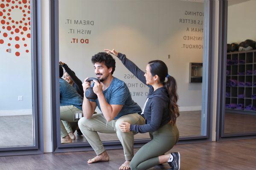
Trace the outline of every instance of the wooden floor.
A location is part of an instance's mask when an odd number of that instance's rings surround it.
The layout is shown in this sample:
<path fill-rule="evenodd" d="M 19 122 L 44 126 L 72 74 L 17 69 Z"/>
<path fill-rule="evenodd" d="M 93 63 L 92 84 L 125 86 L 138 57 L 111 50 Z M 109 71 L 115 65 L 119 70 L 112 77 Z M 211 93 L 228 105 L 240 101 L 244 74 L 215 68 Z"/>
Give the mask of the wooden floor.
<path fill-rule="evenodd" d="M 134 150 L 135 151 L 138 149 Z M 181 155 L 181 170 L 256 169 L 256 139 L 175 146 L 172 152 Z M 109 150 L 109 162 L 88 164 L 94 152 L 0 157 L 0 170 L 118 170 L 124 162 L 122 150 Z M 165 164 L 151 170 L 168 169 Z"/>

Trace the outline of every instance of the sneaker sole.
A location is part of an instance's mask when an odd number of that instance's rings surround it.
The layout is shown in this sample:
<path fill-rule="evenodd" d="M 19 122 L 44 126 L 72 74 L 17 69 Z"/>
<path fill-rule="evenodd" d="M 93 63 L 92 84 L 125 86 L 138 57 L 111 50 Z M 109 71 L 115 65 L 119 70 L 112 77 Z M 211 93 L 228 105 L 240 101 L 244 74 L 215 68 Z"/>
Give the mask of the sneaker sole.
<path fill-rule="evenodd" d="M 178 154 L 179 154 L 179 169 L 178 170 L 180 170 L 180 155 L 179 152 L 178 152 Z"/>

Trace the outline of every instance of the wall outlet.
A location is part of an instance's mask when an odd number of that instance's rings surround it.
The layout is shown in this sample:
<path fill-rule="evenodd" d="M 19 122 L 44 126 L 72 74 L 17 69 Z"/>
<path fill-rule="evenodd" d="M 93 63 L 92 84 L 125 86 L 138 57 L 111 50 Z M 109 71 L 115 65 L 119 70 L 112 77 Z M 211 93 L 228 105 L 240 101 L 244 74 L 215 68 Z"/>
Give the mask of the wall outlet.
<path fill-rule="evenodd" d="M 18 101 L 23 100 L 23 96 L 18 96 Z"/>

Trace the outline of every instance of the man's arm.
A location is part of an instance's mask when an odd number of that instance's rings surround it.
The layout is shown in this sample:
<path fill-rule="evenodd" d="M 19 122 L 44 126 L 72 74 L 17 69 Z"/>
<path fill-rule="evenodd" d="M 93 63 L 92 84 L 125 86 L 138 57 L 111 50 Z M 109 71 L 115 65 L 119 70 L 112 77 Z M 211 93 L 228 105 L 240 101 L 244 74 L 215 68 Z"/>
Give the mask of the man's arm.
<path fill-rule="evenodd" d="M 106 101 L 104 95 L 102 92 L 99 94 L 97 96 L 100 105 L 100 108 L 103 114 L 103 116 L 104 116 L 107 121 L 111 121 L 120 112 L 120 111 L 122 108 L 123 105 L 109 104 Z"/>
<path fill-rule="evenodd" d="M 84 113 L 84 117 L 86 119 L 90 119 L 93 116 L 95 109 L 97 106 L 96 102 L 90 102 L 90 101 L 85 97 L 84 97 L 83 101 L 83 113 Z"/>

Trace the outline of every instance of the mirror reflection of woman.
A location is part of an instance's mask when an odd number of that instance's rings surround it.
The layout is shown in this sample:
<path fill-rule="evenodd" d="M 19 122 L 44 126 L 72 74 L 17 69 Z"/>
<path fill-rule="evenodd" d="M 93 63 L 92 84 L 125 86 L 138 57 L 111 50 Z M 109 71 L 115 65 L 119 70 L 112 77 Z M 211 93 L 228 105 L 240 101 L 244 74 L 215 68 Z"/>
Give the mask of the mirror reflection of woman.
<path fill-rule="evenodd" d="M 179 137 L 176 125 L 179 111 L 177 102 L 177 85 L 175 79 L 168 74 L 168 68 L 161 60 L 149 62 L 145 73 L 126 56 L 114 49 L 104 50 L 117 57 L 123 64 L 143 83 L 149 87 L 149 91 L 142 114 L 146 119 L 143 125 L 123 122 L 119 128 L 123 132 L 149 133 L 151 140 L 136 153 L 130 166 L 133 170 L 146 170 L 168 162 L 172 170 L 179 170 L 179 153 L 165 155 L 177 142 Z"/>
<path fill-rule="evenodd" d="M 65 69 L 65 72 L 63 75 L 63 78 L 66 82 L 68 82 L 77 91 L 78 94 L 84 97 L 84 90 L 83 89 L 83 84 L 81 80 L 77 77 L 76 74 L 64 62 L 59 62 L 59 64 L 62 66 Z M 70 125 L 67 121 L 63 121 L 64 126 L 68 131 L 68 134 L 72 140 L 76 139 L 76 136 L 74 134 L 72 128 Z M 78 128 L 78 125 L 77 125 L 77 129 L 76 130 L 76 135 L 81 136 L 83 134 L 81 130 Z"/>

### [WHAT IS ASKED]
Copy all of the records above line for line, leaving out the pictures.

### [EXERCISE ANSWER]
Trace the outline of every instance of the wooden floor.
A location is part of an instance's mask when an odd number of that instance's rings surround it.
The layout is shown in this sample:
<path fill-rule="evenodd" d="M 19 122 L 44 126 L 72 74 L 17 69 Z"/>
<path fill-rule="evenodd" d="M 93 63 L 92 84 L 125 86 L 138 57 L 111 50 Z M 109 71 L 115 65 L 119 70 L 112 77 Z M 211 93 L 228 105 L 240 101 L 244 74 L 215 68 Z"/>
Give the mask of the wooden floor.
<path fill-rule="evenodd" d="M 134 150 L 135 151 L 138 149 Z M 181 155 L 181 170 L 256 169 L 256 139 L 175 146 L 172 152 Z M 109 150 L 109 162 L 88 164 L 94 152 L 0 157 L 0 170 L 118 170 L 124 162 L 122 150 Z M 165 164 L 151 170 L 168 169 Z"/>

Trace the outline of every instance of the sneaker sole.
A location is part of an instance's mask when an odd number of that instance's rings surround it.
The layout is shown in this sample:
<path fill-rule="evenodd" d="M 19 122 L 44 126 L 72 74 L 17 69 Z"/>
<path fill-rule="evenodd" d="M 93 63 L 92 84 L 125 86 L 138 57 L 111 50 Z M 109 71 L 115 65 L 119 70 L 112 77 Z M 211 93 L 228 105 L 240 101 L 244 74 L 215 68 Z"/>
Give the mask of the sneaker sole.
<path fill-rule="evenodd" d="M 178 154 L 179 154 L 179 169 L 178 170 L 180 170 L 180 155 L 179 152 L 178 152 Z"/>

Trace the outline of every instance of the wall outlet.
A location is part of an instance's mask when an odd number of that instance's rings surround it.
The layout is shown in this sample:
<path fill-rule="evenodd" d="M 19 122 L 44 126 L 72 74 L 17 69 Z"/>
<path fill-rule="evenodd" d="M 93 63 L 92 84 L 125 86 L 138 57 L 111 50 Z M 109 71 L 115 65 L 119 70 L 112 77 Z M 211 93 L 228 105 L 240 101 L 244 74 L 215 68 Z"/>
Give the mask of the wall outlet.
<path fill-rule="evenodd" d="M 18 101 L 23 100 L 23 96 L 18 96 Z"/>

Trace the outline of every instance of the man's arm.
A location is part of an instance's mask when an odd number of that instance's rings surround it.
The layout is shown in this sample:
<path fill-rule="evenodd" d="M 19 122 L 44 126 L 72 74 L 17 69 Z"/>
<path fill-rule="evenodd" d="M 93 63 L 92 84 L 125 86 L 138 57 L 111 50 Z M 109 71 L 115 65 L 119 70 L 112 77 Z M 211 93 L 228 105 L 240 101 L 244 74 L 215 68 Z"/>
Give the mask of the man's arm.
<path fill-rule="evenodd" d="M 106 101 L 104 95 L 102 92 L 99 94 L 97 96 L 100 105 L 100 108 L 103 114 L 103 116 L 104 116 L 107 121 L 111 121 L 120 112 L 120 111 L 122 108 L 123 105 L 109 104 Z"/>
<path fill-rule="evenodd" d="M 84 113 L 84 117 L 86 119 L 90 119 L 93 116 L 95 109 L 97 106 L 96 102 L 90 102 L 90 101 L 85 97 L 84 97 L 83 101 L 83 113 Z"/>

Trace the outline of every instance of the mirror reflection of woman.
A location is part of an instance's mask when an odd number of that instance's rings surround it.
The layout is shown in this sample:
<path fill-rule="evenodd" d="M 19 122 L 44 126 L 72 74 L 17 69 Z"/>
<path fill-rule="evenodd" d="M 93 63 L 92 84 L 125 86 L 138 57 L 111 50 Z M 109 71 L 115 65 L 119 70 L 112 77 Z M 211 93 L 228 105 L 240 101 L 244 74 L 215 68 Z"/>
Give the mask of the mirror reflection of woman.
<path fill-rule="evenodd" d="M 179 137 L 176 125 L 179 111 L 177 102 L 177 85 L 175 79 L 168 74 L 168 68 L 161 60 L 149 62 L 145 73 L 126 56 L 114 49 L 104 50 L 117 57 L 123 64 L 143 83 L 149 87 L 149 91 L 142 114 L 146 119 L 143 125 L 123 122 L 119 128 L 123 132 L 149 133 L 151 140 L 136 153 L 130 166 L 133 170 L 146 170 L 168 162 L 172 170 L 179 170 L 179 153 L 165 155 L 177 142 Z"/>
<path fill-rule="evenodd" d="M 65 69 L 65 72 L 63 75 L 63 78 L 66 82 L 68 82 L 77 91 L 78 94 L 84 97 L 84 90 L 83 89 L 83 84 L 81 80 L 77 77 L 76 74 L 64 62 L 59 62 L 59 64 L 62 66 Z M 70 125 L 67 121 L 63 121 L 64 126 L 68 131 L 68 134 L 72 140 L 76 139 L 76 136 L 74 134 L 72 128 Z M 78 128 L 78 125 L 77 125 L 77 129 L 76 130 L 76 135 L 81 136 L 83 134 L 81 130 Z"/>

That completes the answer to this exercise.